--- Exercise directions ---
If a line in the listing contains "branch", copy it out whole.
------ Records shown
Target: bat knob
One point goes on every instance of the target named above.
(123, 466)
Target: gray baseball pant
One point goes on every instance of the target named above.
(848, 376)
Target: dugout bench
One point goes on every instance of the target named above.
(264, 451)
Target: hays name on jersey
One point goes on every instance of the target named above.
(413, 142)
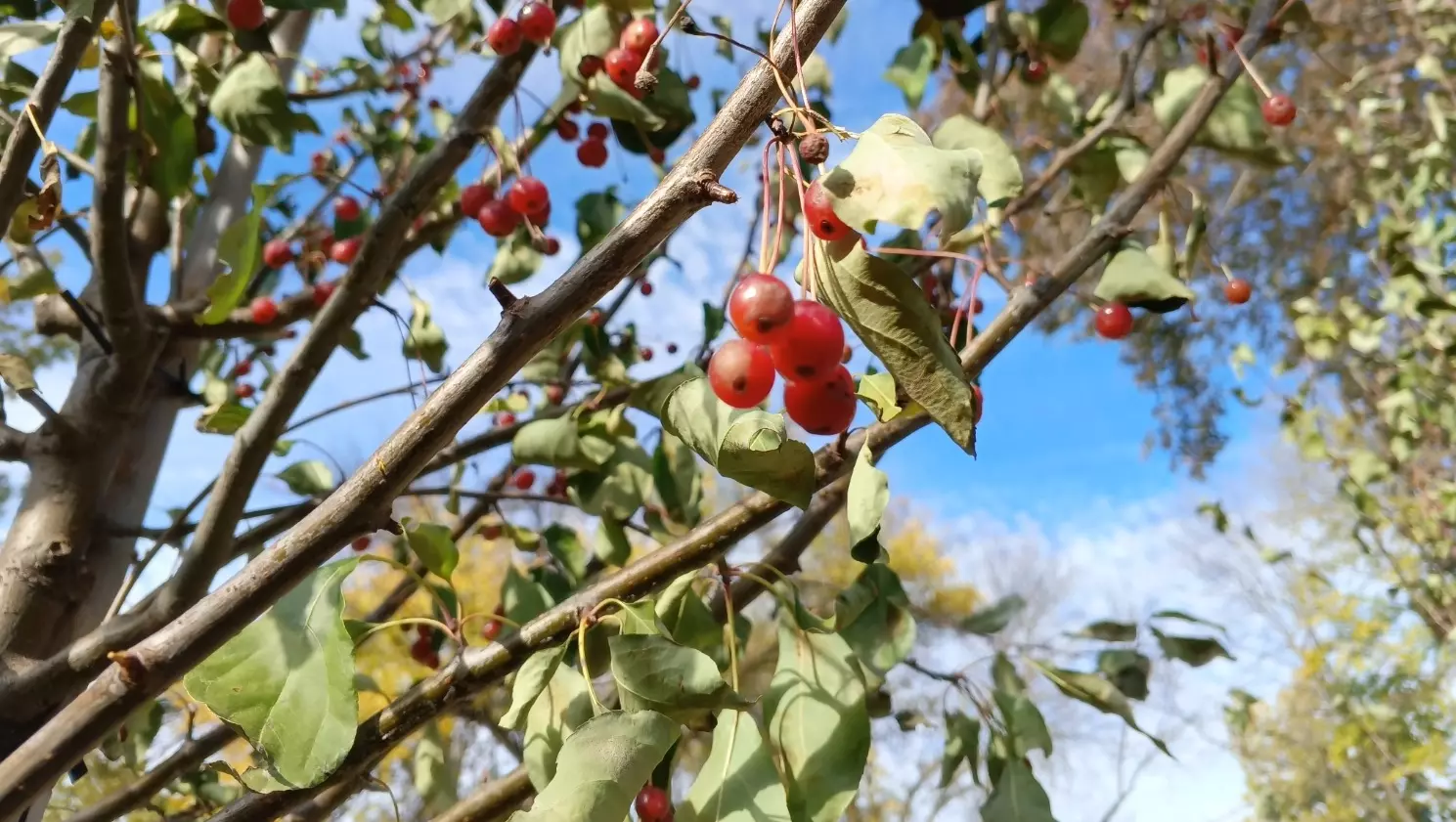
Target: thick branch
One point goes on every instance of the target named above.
(23, 142)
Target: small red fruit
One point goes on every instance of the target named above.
(622, 67)
(1114, 321)
(741, 372)
(592, 153)
(264, 310)
(244, 15)
(818, 214)
(277, 253)
(538, 22)
(652, 804)
(497, 219)
(473, 196)
(821, 407)
(638, 35)
(322, 291)
(1279, 110)
(761, 309)
(345, 250)
(810, 347)
(504, 36)
(529, 195)
(347, 208)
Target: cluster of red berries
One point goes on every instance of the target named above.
(536, 22)
(800, 339)
(652, 804)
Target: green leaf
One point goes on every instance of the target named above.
(874, 617)
(889, 312)
(1133, 277)
(878, 392)
(1194, 651)
(750, 447)
(287, 679)
(1098, 693)
(910, 68)
(252, 104)
(962, 744)
(181, 22)
(817, 722)
(18, 38)
(1107, 630)
(562, 708)
(601, 768)
(559, 444)
(868, 498)
(992, 620)
(566, 547)
(738, 782)
(896, 175)
(432, 544)
(241, 250)
(427, 339)
(309, 477)
(530, 681)
(515, 259)
(1018, 798)
(1000, 172)
(597, 214)
(654, 672)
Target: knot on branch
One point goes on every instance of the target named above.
(715, 191)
------------
--- Solved exercise ---
Target: thick branch
Target: knot on branch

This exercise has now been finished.